Problem description » The expected output is the set of lines below beginning at the one that contains "recessed ceiling light — bbox?" and ending at the final line, reproduced exactly.

Listed entries Block Start

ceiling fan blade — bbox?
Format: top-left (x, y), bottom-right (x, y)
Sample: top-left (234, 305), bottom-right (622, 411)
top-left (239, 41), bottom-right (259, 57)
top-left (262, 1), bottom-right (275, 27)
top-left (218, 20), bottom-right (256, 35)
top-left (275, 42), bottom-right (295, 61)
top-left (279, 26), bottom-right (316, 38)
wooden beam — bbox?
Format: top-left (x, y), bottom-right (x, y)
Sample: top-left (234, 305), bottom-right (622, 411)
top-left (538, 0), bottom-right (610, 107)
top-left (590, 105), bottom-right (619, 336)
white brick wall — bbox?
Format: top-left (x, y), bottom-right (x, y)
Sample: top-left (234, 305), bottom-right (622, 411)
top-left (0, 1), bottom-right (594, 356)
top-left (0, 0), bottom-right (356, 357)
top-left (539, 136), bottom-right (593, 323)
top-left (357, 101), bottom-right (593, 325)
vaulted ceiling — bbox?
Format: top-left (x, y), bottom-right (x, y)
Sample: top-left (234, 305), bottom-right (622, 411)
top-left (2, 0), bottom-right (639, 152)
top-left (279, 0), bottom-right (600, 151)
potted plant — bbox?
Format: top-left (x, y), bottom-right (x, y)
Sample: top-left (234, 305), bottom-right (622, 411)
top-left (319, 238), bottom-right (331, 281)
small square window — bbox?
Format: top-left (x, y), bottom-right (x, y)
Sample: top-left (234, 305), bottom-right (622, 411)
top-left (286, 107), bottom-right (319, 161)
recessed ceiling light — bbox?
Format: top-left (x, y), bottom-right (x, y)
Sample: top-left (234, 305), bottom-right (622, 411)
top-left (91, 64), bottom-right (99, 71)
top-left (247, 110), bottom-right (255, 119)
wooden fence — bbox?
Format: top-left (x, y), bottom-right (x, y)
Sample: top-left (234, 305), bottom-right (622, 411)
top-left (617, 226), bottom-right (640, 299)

Listed entries Block End

Answer box »
recessed ceiling light — bbox?
Format: top-left (x, y), bottom-right (x, y)
Sample: top-left (234, 305), bottom-right (622, 411)
top-left (91, 64), bottom-right (99, 71)
top-left (247, 110), bottom-right (255, 119)
wooden fence — bbox?
Format: top-left (x, y), bottom-right (x, y)
Sample: top-left (234, 305), bottom-right (622, 411)
top-left (617, 226), bottom-right (640, 299)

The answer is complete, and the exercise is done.